▶ [Problem details]
Each line containing the string "black" should be copied out of the entries.

(Saved entries)
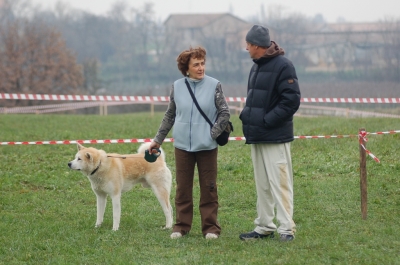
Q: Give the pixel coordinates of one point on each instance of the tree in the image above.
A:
(34, 59)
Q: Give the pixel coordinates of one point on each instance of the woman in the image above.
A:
(194, 141)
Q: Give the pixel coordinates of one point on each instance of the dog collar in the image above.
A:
(94, 171)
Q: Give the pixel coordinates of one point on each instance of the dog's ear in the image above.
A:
(80, 147)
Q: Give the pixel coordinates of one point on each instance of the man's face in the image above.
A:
(197, 68)
(252, 49)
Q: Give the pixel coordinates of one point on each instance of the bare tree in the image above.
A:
(35, 59)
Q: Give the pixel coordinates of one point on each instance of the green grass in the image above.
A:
(48, 212)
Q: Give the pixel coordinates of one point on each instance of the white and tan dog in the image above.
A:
(113, 174)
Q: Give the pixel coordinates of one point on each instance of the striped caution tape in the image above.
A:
(120, 141)
(142, 99)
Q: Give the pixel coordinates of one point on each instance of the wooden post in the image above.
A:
(152, 109)
(105, 111)
(363, 178)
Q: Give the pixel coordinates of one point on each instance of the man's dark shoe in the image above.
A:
(254, 235)
(286, 238)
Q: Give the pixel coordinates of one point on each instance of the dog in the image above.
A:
(113, 174)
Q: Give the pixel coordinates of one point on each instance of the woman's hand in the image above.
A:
(153, 146)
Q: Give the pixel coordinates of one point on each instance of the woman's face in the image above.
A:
(197, 68)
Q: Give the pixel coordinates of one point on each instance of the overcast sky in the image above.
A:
(350, 10)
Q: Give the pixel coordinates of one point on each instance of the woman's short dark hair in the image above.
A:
(184, 58)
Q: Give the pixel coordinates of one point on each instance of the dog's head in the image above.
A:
(86, 159)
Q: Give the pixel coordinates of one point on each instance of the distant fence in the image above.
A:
(103, 102)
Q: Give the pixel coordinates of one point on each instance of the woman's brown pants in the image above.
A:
(207, 169)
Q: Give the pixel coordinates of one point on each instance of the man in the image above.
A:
(273, 97)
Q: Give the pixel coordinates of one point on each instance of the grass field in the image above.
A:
(48, 212)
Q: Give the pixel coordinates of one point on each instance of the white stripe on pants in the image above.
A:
(273, 176)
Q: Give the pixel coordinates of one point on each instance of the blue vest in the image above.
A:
(191, 131)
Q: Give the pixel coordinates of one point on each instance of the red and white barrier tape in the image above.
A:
(362, 137)
(121, 141)
(166, 99)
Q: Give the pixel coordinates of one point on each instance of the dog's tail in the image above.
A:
(143, 147)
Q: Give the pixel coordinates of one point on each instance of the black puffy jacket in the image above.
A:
(273, 97)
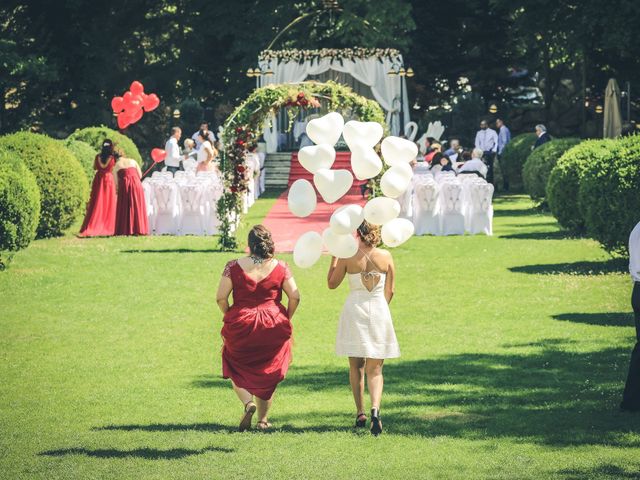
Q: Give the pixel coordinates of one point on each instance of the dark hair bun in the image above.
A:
(260, 242)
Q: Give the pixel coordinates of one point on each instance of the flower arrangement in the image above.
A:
(295, 55)
(242, 127)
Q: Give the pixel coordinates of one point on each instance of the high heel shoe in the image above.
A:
(376, 423)
(245, 422)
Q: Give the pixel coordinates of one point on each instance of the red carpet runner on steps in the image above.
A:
(286, 227)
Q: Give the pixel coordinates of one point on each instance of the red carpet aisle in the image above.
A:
(286, 228)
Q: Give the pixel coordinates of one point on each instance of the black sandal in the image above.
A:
(376, 423)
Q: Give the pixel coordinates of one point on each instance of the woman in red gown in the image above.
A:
(100, 219)
(257, 327)
(131, 208)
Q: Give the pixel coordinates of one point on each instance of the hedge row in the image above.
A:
(595, 189)
(44, 183)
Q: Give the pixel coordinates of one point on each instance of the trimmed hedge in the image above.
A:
(63, 185)
(94, 136)
(609, 195)
(513, 157)
(85, 154)
(539, 164)
(564, 180)
(19, 207)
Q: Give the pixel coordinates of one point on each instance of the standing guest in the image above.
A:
(543, 136)
(504, 137)
(487, 141)
(631, 396)
(206, 154)
(131, 208)
(173, 158)
(204, 127)
(476, 165)
(365, 331)
(100, 219)
(257, 327)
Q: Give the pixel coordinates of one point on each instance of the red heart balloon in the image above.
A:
(117, 104)
(151, 102)
(158, 154)
(124, 120)
(135, 115)
(136, 88)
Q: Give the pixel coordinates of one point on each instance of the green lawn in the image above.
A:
(514, 353)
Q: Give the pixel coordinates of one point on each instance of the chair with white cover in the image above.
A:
(481, 209)
(451, 208)
(192, 209)
(426, 214)
(147, 188)
(167, 196)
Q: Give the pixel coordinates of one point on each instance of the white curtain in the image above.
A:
(370, 71)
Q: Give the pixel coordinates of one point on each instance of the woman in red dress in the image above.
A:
(100, 219)
(257, 327)
(131, 208)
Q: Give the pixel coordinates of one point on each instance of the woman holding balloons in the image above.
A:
(365, 331)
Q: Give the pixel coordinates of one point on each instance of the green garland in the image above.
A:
(243, 127)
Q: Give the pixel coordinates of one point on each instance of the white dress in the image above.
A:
(365, 328)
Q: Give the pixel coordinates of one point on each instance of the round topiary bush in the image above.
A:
(94, 136)
(63, 185)
(609, 195)
(513, 157)
(565, 177)
(19, 207)
(84, 153)
(539, 164)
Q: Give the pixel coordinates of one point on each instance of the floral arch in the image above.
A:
(242, 129)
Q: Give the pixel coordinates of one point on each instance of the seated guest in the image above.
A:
(543, 136)
(475, 165)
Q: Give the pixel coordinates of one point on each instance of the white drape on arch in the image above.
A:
(371, 71)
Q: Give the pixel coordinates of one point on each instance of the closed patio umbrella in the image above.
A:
(612, 124)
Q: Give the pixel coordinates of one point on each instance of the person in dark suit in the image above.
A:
(543, 136)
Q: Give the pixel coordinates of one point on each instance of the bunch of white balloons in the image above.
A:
(361, 137)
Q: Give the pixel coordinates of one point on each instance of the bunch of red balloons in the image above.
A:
(131, 106)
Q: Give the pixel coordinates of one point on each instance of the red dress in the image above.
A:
(131, 209)
(100, 219)
(257, 331)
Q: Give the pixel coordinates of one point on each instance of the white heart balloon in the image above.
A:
(395, 181)
(381, 210)
(341, 246)
(302, 198)
(307, 250)
(332, 184)
(315, 157)
(365, 162)
(346, 219)
(326, 129)
(398, 150)
(397, 231)
(365, 133)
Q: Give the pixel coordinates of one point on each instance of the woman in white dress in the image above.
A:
(206, 154)
(365, 331)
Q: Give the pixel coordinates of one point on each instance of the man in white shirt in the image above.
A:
(631, 395)
(173, 158)
(487, 141)
(210, 135)
(475, 165)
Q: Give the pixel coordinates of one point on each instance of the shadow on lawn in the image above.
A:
(147, 453)
(547, 395)
(613, 265)
(610, 319)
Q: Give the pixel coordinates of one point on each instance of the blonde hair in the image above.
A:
(369, 234)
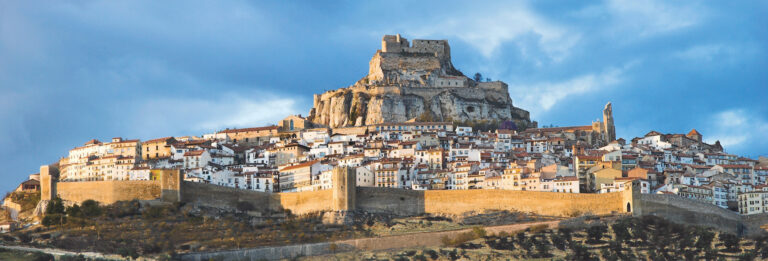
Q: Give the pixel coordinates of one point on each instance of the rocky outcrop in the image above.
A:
(419, 81)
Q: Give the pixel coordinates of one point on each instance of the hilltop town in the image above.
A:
(298, 153)
(413, 125)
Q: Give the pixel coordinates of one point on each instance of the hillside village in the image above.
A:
(295, 156)
(299, 153)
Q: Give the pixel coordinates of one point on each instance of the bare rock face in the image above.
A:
(415, 81)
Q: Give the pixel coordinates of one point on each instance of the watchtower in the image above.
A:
(394, 43)
(344, 185)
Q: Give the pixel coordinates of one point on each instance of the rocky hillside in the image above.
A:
(416, 81)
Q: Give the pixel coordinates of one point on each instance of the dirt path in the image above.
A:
(58, 252)
(423, 239)
(428, 238)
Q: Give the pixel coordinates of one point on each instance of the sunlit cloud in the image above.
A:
(736, 128)
(487, 30)
(540, 97)
(651, 17)
(213, 113)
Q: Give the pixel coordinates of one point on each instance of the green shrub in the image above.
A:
(153, 212)
(538, 228)
(731, 242)
(54, 220)
(91, 208)
(479, 232)
(55, 206)
(595, 233)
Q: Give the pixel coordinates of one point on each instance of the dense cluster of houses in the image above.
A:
(297, 156)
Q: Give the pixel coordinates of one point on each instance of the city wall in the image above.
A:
(457, 202)
(691, 212)
(224, 197)
(108, 192)
(171, 188)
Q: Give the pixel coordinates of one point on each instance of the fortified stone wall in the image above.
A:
(690, 212)
(224, 197)
(456, 202)
(108, 192)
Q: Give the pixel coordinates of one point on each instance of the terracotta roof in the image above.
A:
(301, 165)
(727, 166)
(158, 140)
(194, 153)
(250, 129)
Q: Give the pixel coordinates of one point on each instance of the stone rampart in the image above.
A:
(108, 192)
(224, 197)
(690, 212)
(457, 202)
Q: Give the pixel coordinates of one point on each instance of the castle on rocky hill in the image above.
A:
(415, 80)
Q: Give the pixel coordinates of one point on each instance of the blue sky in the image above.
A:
(76, 70)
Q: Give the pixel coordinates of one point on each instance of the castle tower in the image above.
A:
(694, 135)
(610, 129)
(344, 186)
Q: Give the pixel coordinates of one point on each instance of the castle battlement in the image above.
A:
(399, 44)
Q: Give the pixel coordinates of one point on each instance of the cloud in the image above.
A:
(542, 96)
(652, 17)
(737, 128)
(178, 116)
(488, 30)
(724, 53)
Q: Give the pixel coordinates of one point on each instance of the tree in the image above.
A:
(55, 206)
(74, 211)
(622, 232)
(705, 240)
(90, 208)
(478, 77)
(595, 233)
(730, 241)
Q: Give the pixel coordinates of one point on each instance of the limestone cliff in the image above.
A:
(409, 81)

▶ [Task response]
Q: Give the pixel coordinates of one point on each instance of the black puffy jacket in the image above.
Q: Give the pixel coordinates of one point on each instance of the black sandal in the image above.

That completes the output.